▸ **SHORT PROBLEM**: Repeat each line exactly as it is written.

(Recorded data)
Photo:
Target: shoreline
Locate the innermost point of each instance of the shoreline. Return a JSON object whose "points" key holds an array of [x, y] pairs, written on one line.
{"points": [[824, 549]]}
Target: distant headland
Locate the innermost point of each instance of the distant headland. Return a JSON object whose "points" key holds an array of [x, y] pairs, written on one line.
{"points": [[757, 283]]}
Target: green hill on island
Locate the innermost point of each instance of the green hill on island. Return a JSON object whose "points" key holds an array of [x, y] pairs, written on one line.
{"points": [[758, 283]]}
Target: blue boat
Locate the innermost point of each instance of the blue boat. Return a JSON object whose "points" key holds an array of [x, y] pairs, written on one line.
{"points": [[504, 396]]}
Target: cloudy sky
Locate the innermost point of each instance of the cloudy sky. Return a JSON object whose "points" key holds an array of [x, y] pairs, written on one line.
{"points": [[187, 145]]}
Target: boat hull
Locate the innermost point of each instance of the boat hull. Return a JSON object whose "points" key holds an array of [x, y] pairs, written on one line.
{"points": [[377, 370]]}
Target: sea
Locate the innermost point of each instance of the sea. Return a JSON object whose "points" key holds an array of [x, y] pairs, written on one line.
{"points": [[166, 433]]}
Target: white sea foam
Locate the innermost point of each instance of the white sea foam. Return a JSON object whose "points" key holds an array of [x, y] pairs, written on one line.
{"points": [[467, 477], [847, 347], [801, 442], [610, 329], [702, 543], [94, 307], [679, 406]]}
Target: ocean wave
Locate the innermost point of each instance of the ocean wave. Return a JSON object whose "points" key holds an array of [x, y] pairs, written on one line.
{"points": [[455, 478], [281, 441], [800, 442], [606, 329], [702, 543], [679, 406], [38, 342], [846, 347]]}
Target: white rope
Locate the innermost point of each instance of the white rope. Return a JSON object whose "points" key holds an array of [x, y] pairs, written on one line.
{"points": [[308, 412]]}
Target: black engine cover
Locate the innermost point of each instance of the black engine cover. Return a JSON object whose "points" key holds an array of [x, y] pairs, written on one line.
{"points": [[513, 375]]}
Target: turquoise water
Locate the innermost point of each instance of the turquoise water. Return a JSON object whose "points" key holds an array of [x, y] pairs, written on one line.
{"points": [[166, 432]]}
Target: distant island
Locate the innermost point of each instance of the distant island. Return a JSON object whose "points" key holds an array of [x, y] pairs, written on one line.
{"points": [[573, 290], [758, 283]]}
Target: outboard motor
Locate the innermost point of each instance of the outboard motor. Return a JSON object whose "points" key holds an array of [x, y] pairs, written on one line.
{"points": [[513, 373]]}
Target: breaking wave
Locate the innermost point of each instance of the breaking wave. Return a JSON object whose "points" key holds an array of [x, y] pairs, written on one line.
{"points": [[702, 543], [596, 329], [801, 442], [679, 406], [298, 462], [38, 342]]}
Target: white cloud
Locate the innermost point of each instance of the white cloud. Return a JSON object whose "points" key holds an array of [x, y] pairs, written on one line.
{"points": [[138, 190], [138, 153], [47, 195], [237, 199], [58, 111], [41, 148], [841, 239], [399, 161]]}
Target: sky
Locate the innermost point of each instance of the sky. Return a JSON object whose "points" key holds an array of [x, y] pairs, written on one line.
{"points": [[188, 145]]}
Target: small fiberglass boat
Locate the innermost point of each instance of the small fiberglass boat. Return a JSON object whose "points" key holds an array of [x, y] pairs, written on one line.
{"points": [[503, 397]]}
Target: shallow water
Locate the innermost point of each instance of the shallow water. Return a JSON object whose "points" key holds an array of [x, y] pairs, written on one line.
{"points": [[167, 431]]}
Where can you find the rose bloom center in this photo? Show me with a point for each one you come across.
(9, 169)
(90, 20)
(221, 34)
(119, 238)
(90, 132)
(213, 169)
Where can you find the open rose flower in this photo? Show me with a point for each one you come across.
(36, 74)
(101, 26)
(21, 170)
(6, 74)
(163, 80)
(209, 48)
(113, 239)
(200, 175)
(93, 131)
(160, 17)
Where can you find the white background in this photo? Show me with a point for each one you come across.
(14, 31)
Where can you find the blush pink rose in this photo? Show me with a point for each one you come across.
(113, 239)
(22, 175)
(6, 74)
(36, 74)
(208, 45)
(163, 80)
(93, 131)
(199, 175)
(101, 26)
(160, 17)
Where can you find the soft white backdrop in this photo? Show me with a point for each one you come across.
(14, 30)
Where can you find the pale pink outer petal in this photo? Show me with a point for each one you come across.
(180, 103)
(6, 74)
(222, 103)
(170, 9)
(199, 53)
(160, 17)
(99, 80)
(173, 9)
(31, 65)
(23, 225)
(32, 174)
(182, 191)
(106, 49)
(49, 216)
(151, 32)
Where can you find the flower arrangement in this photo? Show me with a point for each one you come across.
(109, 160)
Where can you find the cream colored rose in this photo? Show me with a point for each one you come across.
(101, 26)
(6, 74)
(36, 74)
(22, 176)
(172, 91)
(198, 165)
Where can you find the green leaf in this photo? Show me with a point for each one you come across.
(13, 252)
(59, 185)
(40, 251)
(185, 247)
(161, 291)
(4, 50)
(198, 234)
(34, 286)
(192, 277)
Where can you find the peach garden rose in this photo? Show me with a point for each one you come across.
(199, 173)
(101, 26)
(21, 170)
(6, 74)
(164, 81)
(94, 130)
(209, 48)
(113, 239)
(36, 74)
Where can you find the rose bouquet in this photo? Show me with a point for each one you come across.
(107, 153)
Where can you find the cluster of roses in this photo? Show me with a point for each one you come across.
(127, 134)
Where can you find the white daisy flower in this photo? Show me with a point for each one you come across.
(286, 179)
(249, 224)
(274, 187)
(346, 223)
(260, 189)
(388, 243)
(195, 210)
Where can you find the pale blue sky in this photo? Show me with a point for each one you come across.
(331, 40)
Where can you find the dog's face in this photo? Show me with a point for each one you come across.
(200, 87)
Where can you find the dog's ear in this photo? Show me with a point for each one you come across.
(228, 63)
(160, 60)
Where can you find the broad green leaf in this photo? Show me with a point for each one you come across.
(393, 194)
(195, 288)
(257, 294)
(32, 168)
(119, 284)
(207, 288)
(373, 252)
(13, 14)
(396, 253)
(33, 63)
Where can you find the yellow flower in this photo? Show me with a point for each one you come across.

▸ **EXERCISE RESPONSE**:
Photo:
Target: shoreline
Locate the innermost point of each instance of the shoreline. Return a JSON object whose "points" key holds an array of [x, y] pairs, written on one line.
{"points": [[824, 549]]}
Target: distant headland
Locate the innermost point of each instance of the distant headland. Return a JSON object whose "points" key holds an array of [x, y] pairs, written on one line.
{"points": [[757, 283]]}
Target: green hill on island
Locate the innermost point of each instance of the green hill on island. Return a JSON object whose "points" key holds an array of [x, y] pairs, written on one line.
{"points": [[758, 283]]}
Target: blue boat
Locate the innermost point of each instance of the blue boat. Return a JSON object whose "points" key holds an array of [x, y] pairs, written on one line.
{"points": [[504, 396]]}
Target: cloudy sky
Locate the innermost point of each instance of the cloudy sky. Return a JSON object whose "points" key holds an array of [x, y] pairs, written on one line.
{"points": [[187, 145]]}
Target: boat hull
Locate the innermost point of each instance of the boat hull. Return a JSON object whose "points" key holds an array of [x, y] pairs, written on one line.
{"points": [[377, 370]]}
Target: sea
Locate the innermost point of each instance of the sea. Return a JSON object whose "points" key holds an array of [x, y] pairs, written on one line.
{"points": [[166, 433]]}
Target: white sea foam
Locate the innermost point of each instance of the white sea foam. Return a JSON object whose "points" key holds an array of [x, y] pairs, written on one line.
{"points": [[467, 477], [847, 347], [801, 442], [610, 329], [702, 543], [94, 307], [679, 406]]}
Target: ocean wave
Locate the innermost point of each instance of the ocean wave. Return a JSON object whose "points" key holds an array of [x, y] pairs, written on one line.
{"points": [[455, 478], [281, 441], [800, 442], [606, 329], [702, 543], [679, 406], [38, 342], [846, 347]]}
Target: white rope
Locate the innermost point of each instance of the white rope. Return a JSON object whose "points" key holds an array of [x, y] pairs, written on one line.
{"points": [[308, 412]]}
Target: black engine cover
Locate the innermost point of each instance of the black engine cover. Return a JSON object whose "points" key holds an array of [x, y] pairs, written on one line.
{"points": [[513, 375]]}
Target: turquoise water
Locate the innermost point of each instance of the turquoise water. Return a JSON object whose "points" key holds an array of [x, y] pairs, written on one line.
{"points": [[166, 432]]}
Target: distant island
Locate the innermost point of each instance of the distant island. Return a JSON object whose "points" key holds an array of [x, y] pairs, written on one line.
{"points": [[573, 290], [758, 283]]}
Target: outboard motor
Locate the innermost point of each instance of the outboard motor. Return a JSON object whose "points" key holds an array of [x, y] pairs, written on one line.
{"points": [[513, 373]]}
Target: breaking wave
Locate the innermost point of each instance of the breaking wave. Return a JSON object whose "points" key holds an array of [x, y] pairs, written on one line.
{"points": [[702, 543], [596, 329], [801, 442], [679, 406], [298, 462], [38, 342]]}
Target: white cloud
Locate the innermost point of each instance of the white cloud. Return a JSON object whose "points" key holds an array of [x, y] pairs, written on one line.
{"points": [[138, 190], [138, 153], [47, 195], [237, 199], [58, 111], [41, 148], [841, 239], [399, 161]]}
Target: sky
Locate the innermost point of each instance of the sky. Return a JSON object whose "points" key holds an array of [x, y] pairs, written on one line.
{"points": [[188, 145]]}
Target: small fiberglass boat
Locate the innermost point of each instance of the small fiberglass boat. Return a JSON object whose "points" key holds an array of [x, y] pairs, written on one line.
{"points": [[503, 397]]}
Target: shallow water
Locate the innermost point of each instance of the shallow water. Return a JSON object whose "points" key holds an array of [x, y] pairs, written on one line.
{"points": [[167, 431]]}
Where can you find the rose bloom center in this photo? Show me with a point for each one you come across.
(9, 169)
(90, 20)
(221, 34)
(119, 238)
(90, 132)
(213, 169)
Where can you find the open rose flower in this photo? Show me with a point for each one you come across.
(36, 74)
(101, 26)
(21, 170)
(6, 74)
(163, 80)
(209, 48)
(113, 239)
(200, 175)
(93, 131)
(160, 17)
Where can you find the white background in this photo? Show me with a point for each one you come across.
(14, 31)
Where can you find the blush pink rose in this photo? Show me with a point for each one you come across.
(113, 239)
(22, 175)
(6, 74)
(36, 74)
(208, 45)
(163, 80)
(93, 131)
(199, 175)
(101, 26)
(160, 17)
Where can you find the soft white backdrop in this photo? Show me with a point for each one you come across.
(14, 30)
Where can you find the pale pink outer petal in this photo? Show me with a point for each one you come across.
(180, 103)
(6, 74)
(222, 103)
(170, 9)
(199, 53)
(160, 17)
(99, 80)
(173, 9)
(31, 65)
(23, 225)
(32, 174)
(182, 191)
(106, 49)
(49, 216)
(151, 32)
Where can you find the flower arrangement in this photo? Show me with a point for each one you come across.
(109, 160)
Where can you find the cream colored rose in this photo? Show me with a point for each one you come across.
(101, 26)
(6, 74)
(36, 74)
(22, 176)
(172, 91)
(198, 165)
Where can you find the green leaf in this photo? Show me with a point for each one you come across.
(13, 252)
(59, 185)
(40, 251)
(185, 247)
(161, 291)
(4, 50)
(198, 234)
(34, 286)
(192, 277)
Where can you find the peach garden rose in this photo? Show me with a point for each one you come across.
(199, 173)
(101, 26)
(21, 170)
(6, 74)
(164, 81)
(94, 130)
(209, 48)
(113, 239)
(36, 74)
Where can you find the rose bouquet in this photo? Show me with a point for each one you come across.
(107, 153)
Where can you find the cluster of roses in this photo? Show me with a point for each one you come across.
(127, 134)
Where can you find the white daisy flower in this photo? Show me with a point for each one you come across.
(286, 179)
(249, 224)
(274, 187)
(346, 223)
(260, 189)
(388, 243)
(195, 210)
Where can you find the pale blue sky in this photo? Show me with a point for each one you come across.
(331, 40)
Where can you find the dog's face in this photo? Show me with a point for each one you come across.
(200, 87)
Where can you find the dog's ear in this photo? Show me with a point for each one you come across.
(228, 63)
(160, 60)
Where can you find the broad green leaf in this photo? Show me with a point for each one you come across.
(393, 194)
(195, 288)
(257, 294)
(32, 168)
(119, 284)
(207, 288)
(373, 252)
(13, 14)
(396, 253)
(33, 63)
Where can you find the yellow flower in this photo? Show me with a point for each one you come across.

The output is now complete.